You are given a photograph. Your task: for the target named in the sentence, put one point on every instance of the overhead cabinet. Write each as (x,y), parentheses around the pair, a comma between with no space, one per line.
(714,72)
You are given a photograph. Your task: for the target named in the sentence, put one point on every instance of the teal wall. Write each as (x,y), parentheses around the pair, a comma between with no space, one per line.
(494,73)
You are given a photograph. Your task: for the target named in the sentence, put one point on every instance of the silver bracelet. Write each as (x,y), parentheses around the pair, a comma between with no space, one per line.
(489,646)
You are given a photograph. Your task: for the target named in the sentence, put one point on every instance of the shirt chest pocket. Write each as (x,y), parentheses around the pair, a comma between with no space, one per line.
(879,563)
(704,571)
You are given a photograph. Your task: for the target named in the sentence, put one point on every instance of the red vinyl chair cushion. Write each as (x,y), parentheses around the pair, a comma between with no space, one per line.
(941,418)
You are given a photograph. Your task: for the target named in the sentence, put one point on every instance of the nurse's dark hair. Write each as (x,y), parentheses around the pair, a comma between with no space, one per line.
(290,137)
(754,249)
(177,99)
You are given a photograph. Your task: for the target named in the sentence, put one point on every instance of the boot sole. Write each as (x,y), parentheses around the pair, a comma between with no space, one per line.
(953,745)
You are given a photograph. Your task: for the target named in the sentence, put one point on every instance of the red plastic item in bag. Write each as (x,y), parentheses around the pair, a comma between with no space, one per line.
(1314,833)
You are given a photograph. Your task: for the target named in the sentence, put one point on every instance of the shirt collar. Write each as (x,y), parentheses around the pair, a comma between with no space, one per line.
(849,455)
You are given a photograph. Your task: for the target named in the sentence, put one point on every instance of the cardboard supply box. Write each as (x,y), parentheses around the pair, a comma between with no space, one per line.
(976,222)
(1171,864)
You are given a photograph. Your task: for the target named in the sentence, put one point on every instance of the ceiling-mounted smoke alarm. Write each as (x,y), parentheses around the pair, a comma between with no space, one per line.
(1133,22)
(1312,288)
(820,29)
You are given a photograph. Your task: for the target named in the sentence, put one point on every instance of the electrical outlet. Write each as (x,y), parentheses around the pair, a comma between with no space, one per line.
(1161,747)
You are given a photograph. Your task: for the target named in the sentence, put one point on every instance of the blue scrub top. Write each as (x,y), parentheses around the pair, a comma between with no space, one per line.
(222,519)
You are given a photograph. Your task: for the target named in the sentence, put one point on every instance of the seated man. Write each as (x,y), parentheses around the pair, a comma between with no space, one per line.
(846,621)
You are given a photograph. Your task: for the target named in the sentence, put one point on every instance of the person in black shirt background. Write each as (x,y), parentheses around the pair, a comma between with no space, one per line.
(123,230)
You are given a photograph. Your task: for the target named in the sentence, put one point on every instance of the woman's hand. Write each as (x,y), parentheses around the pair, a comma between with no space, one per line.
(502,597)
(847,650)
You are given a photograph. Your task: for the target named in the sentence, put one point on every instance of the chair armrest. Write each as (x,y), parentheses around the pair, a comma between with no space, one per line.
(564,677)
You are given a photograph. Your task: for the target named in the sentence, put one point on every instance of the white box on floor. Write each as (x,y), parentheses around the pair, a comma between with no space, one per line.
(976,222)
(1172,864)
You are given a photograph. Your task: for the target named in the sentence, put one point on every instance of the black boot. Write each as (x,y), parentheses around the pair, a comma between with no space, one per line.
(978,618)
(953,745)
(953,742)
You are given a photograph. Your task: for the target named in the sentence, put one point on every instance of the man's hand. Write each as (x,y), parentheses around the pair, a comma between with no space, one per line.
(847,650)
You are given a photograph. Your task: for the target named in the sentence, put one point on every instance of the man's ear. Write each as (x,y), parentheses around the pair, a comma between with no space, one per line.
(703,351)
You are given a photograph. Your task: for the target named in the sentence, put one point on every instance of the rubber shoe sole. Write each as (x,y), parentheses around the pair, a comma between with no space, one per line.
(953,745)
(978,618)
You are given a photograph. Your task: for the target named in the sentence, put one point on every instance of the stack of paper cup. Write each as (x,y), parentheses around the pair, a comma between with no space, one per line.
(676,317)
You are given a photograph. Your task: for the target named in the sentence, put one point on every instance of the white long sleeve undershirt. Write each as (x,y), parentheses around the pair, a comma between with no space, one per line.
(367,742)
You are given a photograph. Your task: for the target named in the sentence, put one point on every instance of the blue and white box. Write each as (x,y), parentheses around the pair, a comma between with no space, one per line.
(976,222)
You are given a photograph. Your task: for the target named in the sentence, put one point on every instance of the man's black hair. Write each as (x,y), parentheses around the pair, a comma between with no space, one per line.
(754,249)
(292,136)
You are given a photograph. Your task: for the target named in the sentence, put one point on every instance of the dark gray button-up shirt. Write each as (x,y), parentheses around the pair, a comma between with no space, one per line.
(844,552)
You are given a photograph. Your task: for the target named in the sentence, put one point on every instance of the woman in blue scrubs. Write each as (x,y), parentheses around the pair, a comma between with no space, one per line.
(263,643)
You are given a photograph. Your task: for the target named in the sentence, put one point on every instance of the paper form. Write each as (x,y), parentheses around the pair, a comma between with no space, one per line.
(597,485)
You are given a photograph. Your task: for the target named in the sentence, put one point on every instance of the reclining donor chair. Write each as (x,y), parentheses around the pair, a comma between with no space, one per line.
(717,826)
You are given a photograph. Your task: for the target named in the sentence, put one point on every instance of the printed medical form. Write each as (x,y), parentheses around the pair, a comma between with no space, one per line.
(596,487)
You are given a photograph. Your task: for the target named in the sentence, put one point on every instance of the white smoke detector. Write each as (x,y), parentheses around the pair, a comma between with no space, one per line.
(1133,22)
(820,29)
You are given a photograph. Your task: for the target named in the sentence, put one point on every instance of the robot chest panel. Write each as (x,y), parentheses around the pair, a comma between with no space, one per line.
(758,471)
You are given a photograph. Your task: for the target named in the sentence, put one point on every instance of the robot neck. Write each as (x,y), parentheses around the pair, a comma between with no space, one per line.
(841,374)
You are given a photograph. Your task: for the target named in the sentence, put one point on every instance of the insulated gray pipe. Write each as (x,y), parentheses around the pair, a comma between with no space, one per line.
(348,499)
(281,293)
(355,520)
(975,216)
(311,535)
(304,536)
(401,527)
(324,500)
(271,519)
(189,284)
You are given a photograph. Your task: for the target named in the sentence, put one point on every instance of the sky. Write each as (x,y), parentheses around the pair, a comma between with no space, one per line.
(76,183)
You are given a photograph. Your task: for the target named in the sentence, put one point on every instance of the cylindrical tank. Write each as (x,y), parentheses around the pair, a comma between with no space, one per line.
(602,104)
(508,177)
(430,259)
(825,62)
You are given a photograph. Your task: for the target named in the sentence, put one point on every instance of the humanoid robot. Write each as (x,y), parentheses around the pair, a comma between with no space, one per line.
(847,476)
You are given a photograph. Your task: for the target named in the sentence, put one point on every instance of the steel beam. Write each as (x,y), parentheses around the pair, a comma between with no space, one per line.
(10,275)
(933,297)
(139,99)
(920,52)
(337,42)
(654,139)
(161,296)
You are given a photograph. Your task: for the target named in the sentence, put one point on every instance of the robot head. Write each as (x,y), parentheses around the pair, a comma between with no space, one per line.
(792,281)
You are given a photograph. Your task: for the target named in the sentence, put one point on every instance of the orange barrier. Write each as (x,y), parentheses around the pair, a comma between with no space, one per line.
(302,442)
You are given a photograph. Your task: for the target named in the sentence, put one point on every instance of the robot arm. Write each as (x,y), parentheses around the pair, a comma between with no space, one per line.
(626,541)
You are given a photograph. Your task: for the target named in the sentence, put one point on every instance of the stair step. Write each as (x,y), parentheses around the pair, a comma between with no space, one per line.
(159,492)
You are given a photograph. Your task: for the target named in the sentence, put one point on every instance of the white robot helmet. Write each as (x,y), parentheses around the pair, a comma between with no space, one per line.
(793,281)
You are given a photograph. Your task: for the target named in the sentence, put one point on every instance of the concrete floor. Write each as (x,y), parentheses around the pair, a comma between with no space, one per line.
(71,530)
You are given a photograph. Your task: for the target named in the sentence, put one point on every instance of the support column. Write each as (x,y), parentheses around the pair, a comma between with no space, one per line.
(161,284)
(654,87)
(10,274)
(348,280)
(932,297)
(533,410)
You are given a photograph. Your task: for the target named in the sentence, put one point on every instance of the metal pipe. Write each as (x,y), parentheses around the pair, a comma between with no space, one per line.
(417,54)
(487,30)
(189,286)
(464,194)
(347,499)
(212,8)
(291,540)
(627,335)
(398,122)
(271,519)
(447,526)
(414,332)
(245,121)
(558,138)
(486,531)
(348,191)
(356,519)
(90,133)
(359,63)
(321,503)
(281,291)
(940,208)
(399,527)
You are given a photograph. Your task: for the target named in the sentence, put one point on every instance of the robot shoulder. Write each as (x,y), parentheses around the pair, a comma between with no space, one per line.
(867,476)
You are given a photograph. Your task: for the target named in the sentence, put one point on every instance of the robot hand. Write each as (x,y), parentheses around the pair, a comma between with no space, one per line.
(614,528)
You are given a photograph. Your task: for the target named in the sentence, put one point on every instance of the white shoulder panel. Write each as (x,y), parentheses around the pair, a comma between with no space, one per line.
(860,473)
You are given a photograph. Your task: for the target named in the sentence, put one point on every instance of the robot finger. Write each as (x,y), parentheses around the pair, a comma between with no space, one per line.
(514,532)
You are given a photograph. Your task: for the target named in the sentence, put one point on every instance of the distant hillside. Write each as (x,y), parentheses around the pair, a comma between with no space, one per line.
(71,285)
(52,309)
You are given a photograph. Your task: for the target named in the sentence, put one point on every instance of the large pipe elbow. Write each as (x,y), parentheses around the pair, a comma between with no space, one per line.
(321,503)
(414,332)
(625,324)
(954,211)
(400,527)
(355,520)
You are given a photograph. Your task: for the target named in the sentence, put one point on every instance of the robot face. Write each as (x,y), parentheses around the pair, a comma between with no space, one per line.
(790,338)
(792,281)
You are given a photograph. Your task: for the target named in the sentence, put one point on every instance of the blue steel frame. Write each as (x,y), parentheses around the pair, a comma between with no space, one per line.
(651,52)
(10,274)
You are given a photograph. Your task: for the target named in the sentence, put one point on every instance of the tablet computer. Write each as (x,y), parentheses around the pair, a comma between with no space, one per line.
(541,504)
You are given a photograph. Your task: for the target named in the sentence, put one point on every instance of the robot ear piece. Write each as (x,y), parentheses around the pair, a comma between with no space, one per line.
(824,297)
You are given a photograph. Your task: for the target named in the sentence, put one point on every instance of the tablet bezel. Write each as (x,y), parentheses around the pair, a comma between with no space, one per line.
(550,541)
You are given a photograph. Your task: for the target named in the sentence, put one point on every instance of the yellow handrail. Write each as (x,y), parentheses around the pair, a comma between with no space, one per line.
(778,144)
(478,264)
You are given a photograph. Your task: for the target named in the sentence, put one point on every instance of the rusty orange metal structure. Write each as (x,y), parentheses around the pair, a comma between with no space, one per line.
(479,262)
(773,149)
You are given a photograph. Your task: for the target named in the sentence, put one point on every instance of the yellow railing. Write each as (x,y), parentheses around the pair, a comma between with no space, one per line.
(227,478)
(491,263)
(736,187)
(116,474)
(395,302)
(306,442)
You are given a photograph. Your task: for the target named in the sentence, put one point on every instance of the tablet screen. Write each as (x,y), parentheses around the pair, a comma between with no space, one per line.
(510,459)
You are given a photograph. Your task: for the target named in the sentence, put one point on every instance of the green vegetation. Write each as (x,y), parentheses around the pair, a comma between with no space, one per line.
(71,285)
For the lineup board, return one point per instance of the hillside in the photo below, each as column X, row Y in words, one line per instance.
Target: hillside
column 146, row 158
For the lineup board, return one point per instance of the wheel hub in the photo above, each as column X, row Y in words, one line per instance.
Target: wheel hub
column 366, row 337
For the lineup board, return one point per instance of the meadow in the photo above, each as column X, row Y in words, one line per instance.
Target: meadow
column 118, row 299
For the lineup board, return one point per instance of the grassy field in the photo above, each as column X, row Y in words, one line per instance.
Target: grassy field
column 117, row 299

-*-

Copy out, unchanged, the part of the rows that opens with the line containing "of the hillside" and closes with the line containing "column 366, row 337", keeping both of those lines.

Task output:
For the lineup board, return one point per instance of the hillside in the photo below, each as column X, row Y in words, one line per instance.
Target: hillside
column 146, row 158
For the lineup board, return one point per instance of the wheel hub in the photo above, each as column X, row Y in words, one line per instance.
Target: wheel hub
column 366, row 337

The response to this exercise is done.